INSTRUCTIONS FOR THE TASK: Within the listing below, count the lines that include "carving" and give the count alone.
----
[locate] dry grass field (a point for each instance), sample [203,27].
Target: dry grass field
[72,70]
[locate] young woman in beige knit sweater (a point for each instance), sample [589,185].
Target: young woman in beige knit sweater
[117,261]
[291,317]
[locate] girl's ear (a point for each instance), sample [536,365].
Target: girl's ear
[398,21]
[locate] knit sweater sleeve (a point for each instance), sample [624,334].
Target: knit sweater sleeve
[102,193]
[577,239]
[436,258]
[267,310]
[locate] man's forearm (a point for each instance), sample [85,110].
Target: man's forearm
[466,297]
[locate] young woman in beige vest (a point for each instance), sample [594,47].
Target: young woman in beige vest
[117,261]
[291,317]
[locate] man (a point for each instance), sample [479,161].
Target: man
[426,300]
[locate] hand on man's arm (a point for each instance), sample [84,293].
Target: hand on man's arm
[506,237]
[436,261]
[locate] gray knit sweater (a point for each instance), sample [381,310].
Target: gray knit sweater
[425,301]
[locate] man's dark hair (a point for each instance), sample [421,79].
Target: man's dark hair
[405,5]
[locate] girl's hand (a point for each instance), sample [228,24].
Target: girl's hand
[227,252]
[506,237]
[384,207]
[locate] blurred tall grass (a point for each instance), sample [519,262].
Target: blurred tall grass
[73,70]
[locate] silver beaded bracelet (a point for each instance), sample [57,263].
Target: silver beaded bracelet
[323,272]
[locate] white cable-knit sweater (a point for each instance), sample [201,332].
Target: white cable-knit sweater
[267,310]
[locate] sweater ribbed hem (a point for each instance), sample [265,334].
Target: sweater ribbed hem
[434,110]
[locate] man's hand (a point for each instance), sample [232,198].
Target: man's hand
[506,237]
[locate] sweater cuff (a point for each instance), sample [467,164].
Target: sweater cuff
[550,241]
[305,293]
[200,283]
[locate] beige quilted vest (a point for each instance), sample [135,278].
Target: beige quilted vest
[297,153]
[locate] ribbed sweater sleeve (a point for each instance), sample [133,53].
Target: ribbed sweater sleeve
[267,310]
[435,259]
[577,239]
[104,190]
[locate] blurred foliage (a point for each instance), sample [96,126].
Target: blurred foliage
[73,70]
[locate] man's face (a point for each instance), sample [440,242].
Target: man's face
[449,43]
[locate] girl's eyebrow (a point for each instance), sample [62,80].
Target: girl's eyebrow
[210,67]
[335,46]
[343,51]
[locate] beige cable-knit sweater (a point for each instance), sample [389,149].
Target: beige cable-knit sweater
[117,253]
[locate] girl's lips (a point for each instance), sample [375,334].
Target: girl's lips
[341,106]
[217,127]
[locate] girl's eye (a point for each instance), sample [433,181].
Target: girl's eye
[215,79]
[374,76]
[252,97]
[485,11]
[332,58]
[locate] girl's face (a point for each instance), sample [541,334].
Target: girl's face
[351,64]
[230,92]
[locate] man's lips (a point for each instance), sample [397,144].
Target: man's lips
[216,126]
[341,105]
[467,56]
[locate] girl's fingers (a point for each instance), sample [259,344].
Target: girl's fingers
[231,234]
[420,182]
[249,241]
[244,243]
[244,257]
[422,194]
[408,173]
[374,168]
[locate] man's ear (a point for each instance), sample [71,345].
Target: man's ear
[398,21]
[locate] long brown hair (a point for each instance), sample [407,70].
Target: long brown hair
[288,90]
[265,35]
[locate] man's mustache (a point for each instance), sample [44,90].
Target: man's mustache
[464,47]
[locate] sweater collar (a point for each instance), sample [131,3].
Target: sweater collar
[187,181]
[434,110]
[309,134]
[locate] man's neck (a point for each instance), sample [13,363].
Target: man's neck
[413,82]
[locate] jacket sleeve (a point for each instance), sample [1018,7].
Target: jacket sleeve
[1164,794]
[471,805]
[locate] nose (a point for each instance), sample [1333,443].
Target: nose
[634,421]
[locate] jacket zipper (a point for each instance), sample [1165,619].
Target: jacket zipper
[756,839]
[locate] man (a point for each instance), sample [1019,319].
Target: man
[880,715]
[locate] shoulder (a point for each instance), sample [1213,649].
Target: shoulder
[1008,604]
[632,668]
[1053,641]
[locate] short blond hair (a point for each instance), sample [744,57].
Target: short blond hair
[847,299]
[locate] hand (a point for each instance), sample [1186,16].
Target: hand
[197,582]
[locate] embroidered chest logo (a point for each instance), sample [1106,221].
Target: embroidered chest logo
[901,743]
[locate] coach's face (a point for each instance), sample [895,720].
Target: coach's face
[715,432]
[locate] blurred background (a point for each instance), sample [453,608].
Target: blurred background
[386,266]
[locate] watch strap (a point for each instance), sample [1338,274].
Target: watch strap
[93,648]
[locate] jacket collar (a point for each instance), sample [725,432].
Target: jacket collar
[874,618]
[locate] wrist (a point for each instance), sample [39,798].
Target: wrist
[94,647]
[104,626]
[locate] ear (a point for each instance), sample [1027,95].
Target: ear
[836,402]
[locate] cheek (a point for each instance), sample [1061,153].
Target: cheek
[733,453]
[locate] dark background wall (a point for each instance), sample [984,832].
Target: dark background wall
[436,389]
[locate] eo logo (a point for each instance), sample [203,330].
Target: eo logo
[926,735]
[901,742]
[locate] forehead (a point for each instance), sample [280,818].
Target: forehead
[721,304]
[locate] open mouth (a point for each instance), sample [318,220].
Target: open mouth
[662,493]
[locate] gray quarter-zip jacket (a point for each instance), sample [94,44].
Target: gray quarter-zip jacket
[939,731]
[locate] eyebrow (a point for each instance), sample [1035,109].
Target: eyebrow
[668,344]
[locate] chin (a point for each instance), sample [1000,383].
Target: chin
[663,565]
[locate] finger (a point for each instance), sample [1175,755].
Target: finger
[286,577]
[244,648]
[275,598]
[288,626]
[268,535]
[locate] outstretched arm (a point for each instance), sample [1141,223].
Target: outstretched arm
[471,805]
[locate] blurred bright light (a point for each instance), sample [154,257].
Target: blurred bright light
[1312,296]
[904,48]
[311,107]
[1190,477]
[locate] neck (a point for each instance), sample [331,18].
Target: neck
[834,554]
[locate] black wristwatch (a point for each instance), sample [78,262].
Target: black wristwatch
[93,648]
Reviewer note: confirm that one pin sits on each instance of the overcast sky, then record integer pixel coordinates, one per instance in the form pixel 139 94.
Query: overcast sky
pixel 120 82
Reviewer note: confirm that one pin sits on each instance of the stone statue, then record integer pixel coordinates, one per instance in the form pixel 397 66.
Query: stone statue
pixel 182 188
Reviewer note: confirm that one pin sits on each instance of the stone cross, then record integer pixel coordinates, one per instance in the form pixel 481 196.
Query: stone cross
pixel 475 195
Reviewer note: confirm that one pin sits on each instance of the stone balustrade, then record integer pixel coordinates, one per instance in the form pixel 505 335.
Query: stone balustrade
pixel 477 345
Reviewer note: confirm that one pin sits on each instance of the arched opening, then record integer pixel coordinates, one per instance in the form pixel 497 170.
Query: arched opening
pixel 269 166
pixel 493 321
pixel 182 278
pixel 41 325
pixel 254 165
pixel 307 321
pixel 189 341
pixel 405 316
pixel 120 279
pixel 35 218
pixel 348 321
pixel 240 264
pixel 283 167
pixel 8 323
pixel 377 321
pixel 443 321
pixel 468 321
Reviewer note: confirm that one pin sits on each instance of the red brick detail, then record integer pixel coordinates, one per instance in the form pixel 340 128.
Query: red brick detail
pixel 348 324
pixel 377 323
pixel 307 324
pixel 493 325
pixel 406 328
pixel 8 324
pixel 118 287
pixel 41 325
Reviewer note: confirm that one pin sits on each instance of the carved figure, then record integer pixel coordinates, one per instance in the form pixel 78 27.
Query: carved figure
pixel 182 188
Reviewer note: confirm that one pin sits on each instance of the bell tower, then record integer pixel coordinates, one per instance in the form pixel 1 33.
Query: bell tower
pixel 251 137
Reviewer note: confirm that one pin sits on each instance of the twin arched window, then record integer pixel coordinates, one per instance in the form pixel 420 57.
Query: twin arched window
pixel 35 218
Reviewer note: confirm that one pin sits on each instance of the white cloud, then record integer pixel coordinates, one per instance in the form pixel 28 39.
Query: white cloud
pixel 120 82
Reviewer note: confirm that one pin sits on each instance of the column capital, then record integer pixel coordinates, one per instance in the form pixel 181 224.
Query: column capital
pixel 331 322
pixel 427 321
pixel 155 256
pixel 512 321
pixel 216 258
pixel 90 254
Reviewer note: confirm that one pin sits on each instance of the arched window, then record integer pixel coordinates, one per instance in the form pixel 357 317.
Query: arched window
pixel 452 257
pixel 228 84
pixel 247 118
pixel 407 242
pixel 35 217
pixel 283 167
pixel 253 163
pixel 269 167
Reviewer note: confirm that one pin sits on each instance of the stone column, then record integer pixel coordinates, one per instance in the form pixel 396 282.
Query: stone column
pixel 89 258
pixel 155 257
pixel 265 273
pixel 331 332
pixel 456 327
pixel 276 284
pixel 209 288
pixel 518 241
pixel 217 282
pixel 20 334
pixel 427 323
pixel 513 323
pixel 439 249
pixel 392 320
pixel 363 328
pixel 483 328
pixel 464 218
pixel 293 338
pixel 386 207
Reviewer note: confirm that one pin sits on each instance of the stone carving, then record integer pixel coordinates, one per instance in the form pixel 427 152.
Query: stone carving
----
SOLUTION FOR THIS EXERCISE: 2